#### Arbeitsanweisung:
Setzen Sie den nachstehenden Beschluss des Finanzgerichts Hamburg über den Vollstreckungsschutz im Anschluss an seinen letzten Satz fort.

Beschluss vom Finanzgericht Hamburg (2. Senat) - 2 V 293/17

Tatbestand

I.

1

Der Antragsteller begehrt Vollstreckungsschutz im Wege einer einstweiligen Anordnung.

2

Der Antragsgegner führt seit einiger Zeit Vollstreckungsmaßnahmen gegenüber dem Antragsteller durch. Mit Verfügung vom 22. August 2017 gegenüber dem Arbeitgeber des Antragstellers, der X ..., pfändete der Antragsgegner wegen Abgabenrückständen in Höhe von 15.443,10 € die gegenwärtigen und künftigen Ansprüche auf Zahlung von Arbeitseinkommen sowie auf Erstattungen nach Durchführung des Lohnsteuer-Jahresausgleiches und zog sie ein.

3

Die Prozessbevollmächtigte des Antragstellers wandte sich daraufhin mit Schreiben vom 30. August 2017 an den Antragsgegner und teilte mit, dass der Antragsteller bereit sei, seine Steuerverbindlichkeiten vollständig zu tilgen. Es sei ihm wichtig, dass sein Arbeitgeber nicht mit Pfändungen behelligt werde. Der Antragsteller wolle seine Steuerrückstände in monatlichen Raten von 250 €, beginnend mit dem 15. September 2017, vollständig zurückführen.

4

Auf Anforderung des Antragsgegners übersandte die Prozessbevollmächtigte des Antragstellers eine Einkommens- und Vermögensübersicht sowie Gehaltsabrechnungen aus den Monaten Juni und Juli 2017. Aus der Einkommens- und Vermögensübersicht vom 4. September 2017 ging hervor, dass der Antragsteller bei monatlichen Nettoeinnahmen von 1.978,67 € Verbindlichkeiten von insgesamt 53.919 € hatte.

#### Vorliegende Daten:
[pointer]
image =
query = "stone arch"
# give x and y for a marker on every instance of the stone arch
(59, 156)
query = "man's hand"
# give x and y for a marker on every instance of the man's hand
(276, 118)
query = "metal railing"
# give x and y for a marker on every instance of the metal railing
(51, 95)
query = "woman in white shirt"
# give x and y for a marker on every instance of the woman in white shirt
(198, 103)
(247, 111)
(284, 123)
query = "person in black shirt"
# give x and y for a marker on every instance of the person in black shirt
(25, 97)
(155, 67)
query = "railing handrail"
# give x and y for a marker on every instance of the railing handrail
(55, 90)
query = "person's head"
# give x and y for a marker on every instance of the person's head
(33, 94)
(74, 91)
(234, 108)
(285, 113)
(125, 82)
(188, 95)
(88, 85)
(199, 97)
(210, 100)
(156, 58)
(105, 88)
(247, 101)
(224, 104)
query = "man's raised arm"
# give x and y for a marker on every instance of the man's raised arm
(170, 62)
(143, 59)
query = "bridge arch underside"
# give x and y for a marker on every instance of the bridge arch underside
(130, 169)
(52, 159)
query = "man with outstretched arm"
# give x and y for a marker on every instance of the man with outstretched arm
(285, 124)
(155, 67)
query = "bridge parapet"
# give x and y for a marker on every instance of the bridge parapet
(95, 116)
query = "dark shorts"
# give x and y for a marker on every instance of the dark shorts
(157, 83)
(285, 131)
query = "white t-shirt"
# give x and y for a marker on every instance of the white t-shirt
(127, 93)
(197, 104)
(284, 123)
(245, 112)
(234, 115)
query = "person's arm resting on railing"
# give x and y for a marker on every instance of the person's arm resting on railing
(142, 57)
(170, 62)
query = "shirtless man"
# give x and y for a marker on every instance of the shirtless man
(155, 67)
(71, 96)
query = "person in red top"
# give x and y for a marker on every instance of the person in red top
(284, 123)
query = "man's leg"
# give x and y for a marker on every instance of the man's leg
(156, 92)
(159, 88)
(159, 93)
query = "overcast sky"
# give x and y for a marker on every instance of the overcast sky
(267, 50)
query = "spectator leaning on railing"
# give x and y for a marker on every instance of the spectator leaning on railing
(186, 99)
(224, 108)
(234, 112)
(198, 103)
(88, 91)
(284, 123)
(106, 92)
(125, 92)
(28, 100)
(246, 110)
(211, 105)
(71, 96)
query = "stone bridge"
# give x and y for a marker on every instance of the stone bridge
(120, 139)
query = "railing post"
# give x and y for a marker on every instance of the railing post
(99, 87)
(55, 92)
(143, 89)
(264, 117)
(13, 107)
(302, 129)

#### Ergebnis:
5

Der Antragsgegner bewertete das Schreiben vom 30. August 2017 als Antrag auf Vollstreckungsaufschub und lehnte diesen mit Bescheid vom 15. September 2017 ab. Ein Vollstreckungsaufschub im Sinne von § 258 der Abgabenordnung (AO) könne nicht erfolgen, weil dies voraussetze, dass ein mit der Vollstreckung oder einer einzelnen Vollstreckungsmaßnahme verbundener unangemessener Nachteil durch ein kurzfristiges Zuwarten vermieden werden könne. Die vorgeschlagenen Ratenzahlungen erforderten einen Tilgungszeitraum von 62 Monaten, der nicht mehr kurzfristig im Sinne des § 258 AO sei.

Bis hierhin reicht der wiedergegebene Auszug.